◆ **AUFGABE**:
Schreiben Sie den Text über die Rolle von Frauen im „Arabischen Frühling“ im Anschluss an seinen letzten Satz weiter.

═══ LESETEXT ═══

In den Protestbewegungen des „Arabischen Frühlings“, die in vielen arabischen Staaten zu Umbrüchen und Verfassungserneuerungen geführt haben, spielten Frauen eine zentrale Rolle. Sie protestierten unter anderem gegen Geschlechterungerechtigkeit, Diskriminierung und sexuelle Gewalt. Das nationale Frauenwahlrecht wurde in den Ländern der Region Naher/Mittlerer Osten und Nordafrika – außer in Saudi Arabien – bereits viele Jahre vorher eingeführt. Heute ist auch die Gleichstellung von Mann und Frau in vielen Verfassungen in der Region niedergeschrieben.

═══ BEREITGESTELLTE DATEN ═══

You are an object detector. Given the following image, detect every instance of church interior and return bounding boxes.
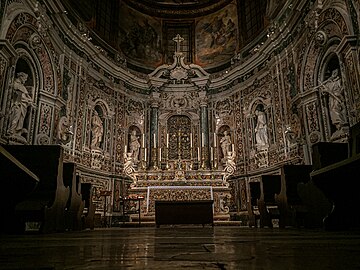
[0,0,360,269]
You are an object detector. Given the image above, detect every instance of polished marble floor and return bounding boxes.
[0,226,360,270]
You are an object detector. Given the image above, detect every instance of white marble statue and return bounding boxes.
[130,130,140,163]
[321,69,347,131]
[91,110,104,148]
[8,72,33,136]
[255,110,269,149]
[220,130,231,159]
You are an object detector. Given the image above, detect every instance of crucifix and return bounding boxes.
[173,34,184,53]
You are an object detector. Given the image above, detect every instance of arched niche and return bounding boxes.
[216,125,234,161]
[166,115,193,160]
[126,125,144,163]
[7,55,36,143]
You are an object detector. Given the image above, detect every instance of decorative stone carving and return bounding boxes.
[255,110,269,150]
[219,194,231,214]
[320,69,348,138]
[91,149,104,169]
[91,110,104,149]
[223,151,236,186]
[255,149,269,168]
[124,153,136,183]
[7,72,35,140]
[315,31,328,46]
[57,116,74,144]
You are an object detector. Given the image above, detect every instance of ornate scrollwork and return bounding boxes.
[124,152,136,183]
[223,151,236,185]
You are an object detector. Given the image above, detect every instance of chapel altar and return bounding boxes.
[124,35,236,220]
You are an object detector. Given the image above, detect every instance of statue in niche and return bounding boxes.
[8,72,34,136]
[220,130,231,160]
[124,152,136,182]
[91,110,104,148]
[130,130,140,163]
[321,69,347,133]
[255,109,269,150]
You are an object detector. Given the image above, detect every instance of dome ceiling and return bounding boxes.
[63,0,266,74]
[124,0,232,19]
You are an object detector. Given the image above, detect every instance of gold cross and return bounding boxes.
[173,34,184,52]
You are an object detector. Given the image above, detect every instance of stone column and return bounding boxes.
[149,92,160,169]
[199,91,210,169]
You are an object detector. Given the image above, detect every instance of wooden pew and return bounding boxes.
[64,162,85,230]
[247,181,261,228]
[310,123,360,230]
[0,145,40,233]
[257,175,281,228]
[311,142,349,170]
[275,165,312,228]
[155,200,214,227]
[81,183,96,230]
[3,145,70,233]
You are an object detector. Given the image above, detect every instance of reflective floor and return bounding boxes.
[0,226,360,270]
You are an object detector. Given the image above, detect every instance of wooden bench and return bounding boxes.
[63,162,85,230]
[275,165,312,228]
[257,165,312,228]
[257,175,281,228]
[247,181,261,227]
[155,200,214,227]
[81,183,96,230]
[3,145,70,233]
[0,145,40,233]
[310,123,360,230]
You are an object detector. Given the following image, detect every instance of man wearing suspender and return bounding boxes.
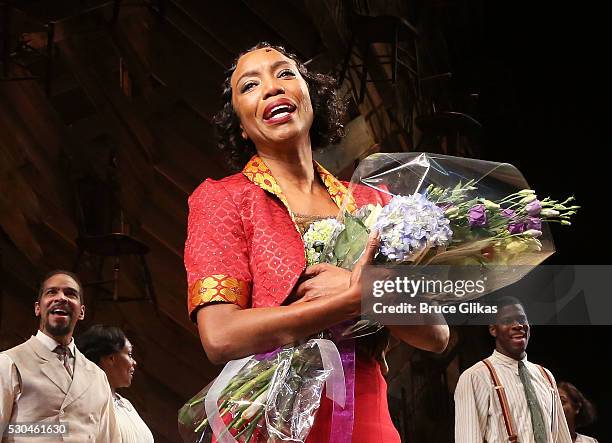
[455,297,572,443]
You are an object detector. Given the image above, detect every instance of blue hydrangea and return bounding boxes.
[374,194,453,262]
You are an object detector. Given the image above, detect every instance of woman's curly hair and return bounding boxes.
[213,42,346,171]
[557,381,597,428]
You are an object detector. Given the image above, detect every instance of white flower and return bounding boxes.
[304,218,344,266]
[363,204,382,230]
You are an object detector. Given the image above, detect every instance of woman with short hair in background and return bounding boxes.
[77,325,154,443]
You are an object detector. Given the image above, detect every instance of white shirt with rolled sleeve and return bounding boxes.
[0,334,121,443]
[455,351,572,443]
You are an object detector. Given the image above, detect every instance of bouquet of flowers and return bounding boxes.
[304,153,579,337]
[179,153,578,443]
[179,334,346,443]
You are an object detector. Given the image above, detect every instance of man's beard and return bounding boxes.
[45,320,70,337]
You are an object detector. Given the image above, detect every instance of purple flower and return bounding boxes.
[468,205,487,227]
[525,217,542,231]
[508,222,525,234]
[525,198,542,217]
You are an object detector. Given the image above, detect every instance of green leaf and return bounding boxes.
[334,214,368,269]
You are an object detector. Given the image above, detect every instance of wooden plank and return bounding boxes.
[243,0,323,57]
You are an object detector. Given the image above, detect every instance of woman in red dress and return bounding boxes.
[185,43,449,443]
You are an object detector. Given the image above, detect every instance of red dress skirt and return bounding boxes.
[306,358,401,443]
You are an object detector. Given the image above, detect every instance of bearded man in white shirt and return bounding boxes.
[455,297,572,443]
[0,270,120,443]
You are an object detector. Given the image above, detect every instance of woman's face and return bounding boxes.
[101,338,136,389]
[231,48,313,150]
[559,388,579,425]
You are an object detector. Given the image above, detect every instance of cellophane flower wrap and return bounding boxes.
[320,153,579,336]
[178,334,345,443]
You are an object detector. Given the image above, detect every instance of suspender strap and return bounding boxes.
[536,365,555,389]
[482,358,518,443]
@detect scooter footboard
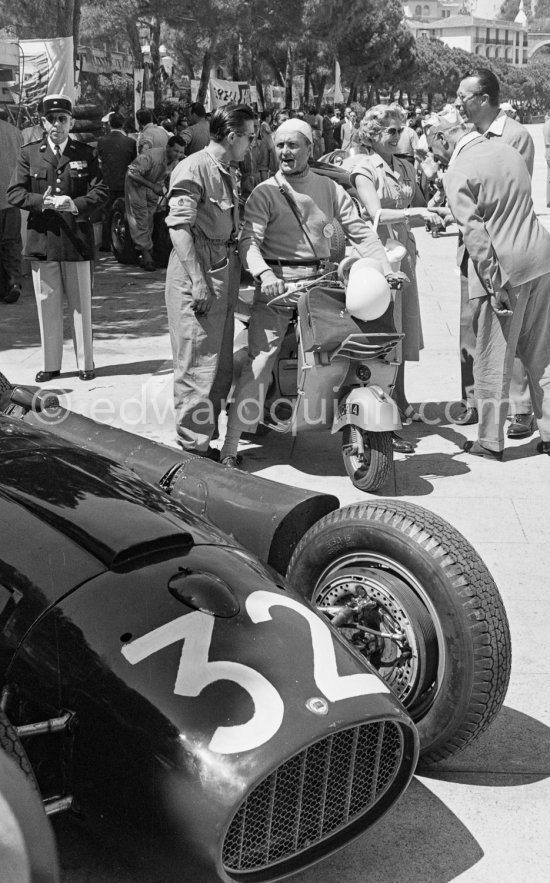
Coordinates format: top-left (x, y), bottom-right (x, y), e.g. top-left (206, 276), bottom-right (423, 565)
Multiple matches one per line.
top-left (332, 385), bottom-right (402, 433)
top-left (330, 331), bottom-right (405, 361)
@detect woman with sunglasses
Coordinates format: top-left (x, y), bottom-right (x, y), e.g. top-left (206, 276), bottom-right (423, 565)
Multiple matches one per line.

═══

◆ **ERGEBNIS**:
Im Familienrecht zeichnet sich jedoch ein anderes Bild ab. Viele der arabischen Staaten, die nicht zögerten, Frauen bestimmte bürgerliche und politische Rechte zuzugestehen, sind jedoch nicht bereit, ihnen diese Rechte auch im privaten Bereich einzuräumen. Das arabische Familienrecht wird fast überall nach wie vor von religiösen Vorschriften geregelt oder leitet sich vom religiösen Kanon ab.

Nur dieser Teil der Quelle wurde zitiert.